» **Exercise aim**
Look at every line of the material and count the ones holding the word "detect". The answer is the number only.

» **Data**
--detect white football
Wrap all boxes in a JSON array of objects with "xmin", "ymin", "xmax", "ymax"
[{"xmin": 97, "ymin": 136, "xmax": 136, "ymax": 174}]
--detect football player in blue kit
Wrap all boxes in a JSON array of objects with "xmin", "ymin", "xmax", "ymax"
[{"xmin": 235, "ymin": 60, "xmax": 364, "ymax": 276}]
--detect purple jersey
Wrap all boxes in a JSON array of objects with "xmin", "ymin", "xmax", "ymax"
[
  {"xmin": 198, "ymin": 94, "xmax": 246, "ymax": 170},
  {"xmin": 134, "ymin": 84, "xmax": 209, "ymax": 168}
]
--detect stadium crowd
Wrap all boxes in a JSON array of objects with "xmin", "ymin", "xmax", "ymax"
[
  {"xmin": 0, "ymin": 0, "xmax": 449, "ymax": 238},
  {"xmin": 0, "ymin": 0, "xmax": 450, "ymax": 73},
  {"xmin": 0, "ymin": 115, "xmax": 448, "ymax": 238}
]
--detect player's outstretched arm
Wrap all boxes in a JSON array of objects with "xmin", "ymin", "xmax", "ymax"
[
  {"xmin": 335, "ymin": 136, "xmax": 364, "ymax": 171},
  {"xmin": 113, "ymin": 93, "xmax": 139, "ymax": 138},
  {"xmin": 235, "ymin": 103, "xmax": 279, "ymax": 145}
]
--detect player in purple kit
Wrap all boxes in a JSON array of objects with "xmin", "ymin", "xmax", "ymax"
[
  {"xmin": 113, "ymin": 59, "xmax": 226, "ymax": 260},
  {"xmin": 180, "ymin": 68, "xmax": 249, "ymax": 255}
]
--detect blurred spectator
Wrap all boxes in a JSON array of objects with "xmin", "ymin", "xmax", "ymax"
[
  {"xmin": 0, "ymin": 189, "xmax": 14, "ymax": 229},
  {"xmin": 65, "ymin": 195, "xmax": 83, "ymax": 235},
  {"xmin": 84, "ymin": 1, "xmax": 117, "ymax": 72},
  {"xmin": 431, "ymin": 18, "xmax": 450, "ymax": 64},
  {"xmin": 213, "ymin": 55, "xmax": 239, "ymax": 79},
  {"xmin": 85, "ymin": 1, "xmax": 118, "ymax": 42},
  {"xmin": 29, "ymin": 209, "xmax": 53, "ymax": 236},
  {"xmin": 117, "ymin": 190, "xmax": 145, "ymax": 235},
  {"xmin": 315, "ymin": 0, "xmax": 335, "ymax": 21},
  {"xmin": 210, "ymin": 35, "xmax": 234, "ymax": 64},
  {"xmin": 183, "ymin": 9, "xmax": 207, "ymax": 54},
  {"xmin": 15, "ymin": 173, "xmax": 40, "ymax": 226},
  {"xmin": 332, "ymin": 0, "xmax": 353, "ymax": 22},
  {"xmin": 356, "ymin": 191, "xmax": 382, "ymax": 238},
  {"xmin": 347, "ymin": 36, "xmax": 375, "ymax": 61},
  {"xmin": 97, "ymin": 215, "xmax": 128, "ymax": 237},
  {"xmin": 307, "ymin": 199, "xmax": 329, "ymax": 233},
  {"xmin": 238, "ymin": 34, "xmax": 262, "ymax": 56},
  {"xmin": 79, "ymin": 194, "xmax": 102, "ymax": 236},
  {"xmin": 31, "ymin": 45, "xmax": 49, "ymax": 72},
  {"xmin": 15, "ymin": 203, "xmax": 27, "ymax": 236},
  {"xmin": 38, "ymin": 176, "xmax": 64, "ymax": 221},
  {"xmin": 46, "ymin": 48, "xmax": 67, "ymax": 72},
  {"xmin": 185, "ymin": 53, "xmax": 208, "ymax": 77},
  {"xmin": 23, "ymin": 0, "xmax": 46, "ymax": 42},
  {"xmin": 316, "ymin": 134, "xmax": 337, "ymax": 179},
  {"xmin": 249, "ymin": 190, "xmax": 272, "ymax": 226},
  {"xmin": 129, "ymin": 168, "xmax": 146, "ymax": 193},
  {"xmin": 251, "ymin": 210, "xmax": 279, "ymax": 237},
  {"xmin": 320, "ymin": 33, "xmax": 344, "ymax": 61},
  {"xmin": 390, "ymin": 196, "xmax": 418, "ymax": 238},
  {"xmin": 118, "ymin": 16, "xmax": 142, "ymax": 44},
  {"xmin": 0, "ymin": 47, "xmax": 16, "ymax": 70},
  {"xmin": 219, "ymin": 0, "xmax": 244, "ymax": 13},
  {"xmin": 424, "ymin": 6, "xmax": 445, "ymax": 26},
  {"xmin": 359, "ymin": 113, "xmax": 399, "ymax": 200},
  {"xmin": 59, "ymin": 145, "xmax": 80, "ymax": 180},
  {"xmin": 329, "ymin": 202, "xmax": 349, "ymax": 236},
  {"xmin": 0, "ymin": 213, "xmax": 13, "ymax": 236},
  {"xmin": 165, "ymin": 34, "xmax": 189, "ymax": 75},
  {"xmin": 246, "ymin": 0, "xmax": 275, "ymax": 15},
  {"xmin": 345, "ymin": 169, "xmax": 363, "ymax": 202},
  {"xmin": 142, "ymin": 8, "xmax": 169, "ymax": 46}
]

» **Your response**
7